■ PROBLEM TO WORK ON
Return the data that follows exactly. Include every line.

■ TASK MATERIAL

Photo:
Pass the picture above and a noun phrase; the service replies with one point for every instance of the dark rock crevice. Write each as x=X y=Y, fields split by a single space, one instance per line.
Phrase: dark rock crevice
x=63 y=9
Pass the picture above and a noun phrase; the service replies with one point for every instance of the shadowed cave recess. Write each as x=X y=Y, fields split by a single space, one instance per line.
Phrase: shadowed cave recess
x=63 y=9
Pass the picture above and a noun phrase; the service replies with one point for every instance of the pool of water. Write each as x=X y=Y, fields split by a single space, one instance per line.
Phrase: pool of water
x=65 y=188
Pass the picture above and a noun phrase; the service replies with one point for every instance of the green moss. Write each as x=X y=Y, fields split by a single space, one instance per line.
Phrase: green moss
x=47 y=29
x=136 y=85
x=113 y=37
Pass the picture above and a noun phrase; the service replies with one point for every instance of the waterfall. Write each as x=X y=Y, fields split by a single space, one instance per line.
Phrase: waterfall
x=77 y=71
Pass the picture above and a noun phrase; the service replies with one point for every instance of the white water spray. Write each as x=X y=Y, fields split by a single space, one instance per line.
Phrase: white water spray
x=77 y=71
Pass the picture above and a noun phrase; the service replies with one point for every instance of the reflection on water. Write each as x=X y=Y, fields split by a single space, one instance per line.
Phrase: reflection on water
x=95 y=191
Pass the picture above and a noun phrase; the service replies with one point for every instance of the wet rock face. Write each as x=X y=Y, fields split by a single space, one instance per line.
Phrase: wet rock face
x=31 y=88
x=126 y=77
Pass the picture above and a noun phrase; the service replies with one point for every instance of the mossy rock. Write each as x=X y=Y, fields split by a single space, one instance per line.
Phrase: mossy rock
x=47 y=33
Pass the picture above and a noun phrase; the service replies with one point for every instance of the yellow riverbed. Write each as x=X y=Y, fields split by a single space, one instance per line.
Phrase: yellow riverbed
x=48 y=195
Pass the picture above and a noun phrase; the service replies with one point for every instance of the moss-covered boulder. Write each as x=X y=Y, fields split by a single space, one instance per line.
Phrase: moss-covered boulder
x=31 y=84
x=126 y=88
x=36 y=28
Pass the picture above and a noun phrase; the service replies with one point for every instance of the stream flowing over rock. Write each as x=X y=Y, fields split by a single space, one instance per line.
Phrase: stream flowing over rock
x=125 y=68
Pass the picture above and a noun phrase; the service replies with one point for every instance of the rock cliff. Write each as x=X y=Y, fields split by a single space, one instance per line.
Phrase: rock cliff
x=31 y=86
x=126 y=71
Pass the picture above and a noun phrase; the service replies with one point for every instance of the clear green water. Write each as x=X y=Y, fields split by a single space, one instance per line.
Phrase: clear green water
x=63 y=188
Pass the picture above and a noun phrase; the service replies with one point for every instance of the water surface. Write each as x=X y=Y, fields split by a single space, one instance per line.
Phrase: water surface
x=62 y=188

■ ANSWER TO THE EXERCISE
Photo:
Pass the picture above and a noun phrase; the service replies with one point for every instance of the dark rock crevice. Write each as x=X y=Y, fields split by a single space, one instance per line.
Phrase: dark rock crevice
x=63 y=9
Pass the picture above and a noun phrase; the service replies with one point for every instance of the shadowed cave recess. Write each as x=X y=Y, fields split by a single space, one instance per line.
Phrase: shadowed cave recess
x=63 y=9
Pass the picture above and a noun phrase; the service replies with one point for every instance of the pool of water. Write each as x=X y=Y, fields split by a single space, one instance per line.
Phrase: pool of water
x=65 y=188
Pass the picture above and a noun phrase; the service replies with one point for every instance of the green moss. Write each as x=X y=Y, fields split by a single space, one instance per line.
Phrase: green moss
x=47 y=29
x=136 y=85
x=113 y=37
Pass the picture above and a noun phrase; the service replies with one point for every instance of the waterfall. Write each as x=X y=Y, fields split by a single space, one instance per line.
Phrase: waterfall
x=77 y=71
Pass the picture above and a noun phrase; the service replies with one point for every instance of the white water spray. Write each as x=X y=Y, fields split by a single space, one instance per line.
Phrase: white water spray
x=77 y=71
Pass the picture above and a noun phrase; the service replies with one point for every instance of the reflection on water. Write each as x=X y=Y, fields split by a single space, one instance per line.
Phrase: reflection on water
x=95 y=191
Pass the picture above and a noun phrase; the service replies with one point for every instance of the wet rock face. Write each as x=X y=Y, fields split by a single space, one instance per line.
Phrase: wet rock face
x=31 y=88
x=126 y=77
Pass the picture above and a noun phrase; the service replies with one point for every instance of the mossy rock. Write each as x=X y=Y, fields split by a single space, one instance per line.
Phrase: mossy rock
x=47 y=33
Pass the picture above and a noun phrase; the service replies with one point for every instance of the yellow riverbed. Write each as x=X y=Y, fields split by a single space, one instance per line.
Phrase: yellow riverbed
x=48 y=195
Pass the picture above and a noun phrase; the service replies with one point for every instance of the moss-covered boulder. Write each as x=X y=Y, fields split by a single space, one instance per line.
Phrase: moss-covered boulder
x=31 y=84
x=126 y=88
x=36 y=28
Pass the picture above and a noun phrase; the service replies with one point for every instance of the stream flowing over rock. Write each as x=X y=Y, fields split by a single space, one instance per line.
Phrase: stream flowing over rock
x=125 y=68
Pass the picture above and a noun phrase; the service replies with one point for every instance of the rock cliff. Write each as x=X y=Y, fields split by a single space, one instance per line.
Phrase: rock cliff
x=31 y=86
x=126 y=71
Pass the picture above and a noun phrase; the service replies with one point for every instance of the clear green water. Write each as x=X y=Y, fields split by a single space, one instance per line.
Phrase: clear green water
x=63 y=188
Pass the picture above and a noun phrase; the service replies with one point for every instance of the water surface. Write each as x=X y=Y, fields split by a single space, one instance per line.
Phrase: water surface
x=62 y=188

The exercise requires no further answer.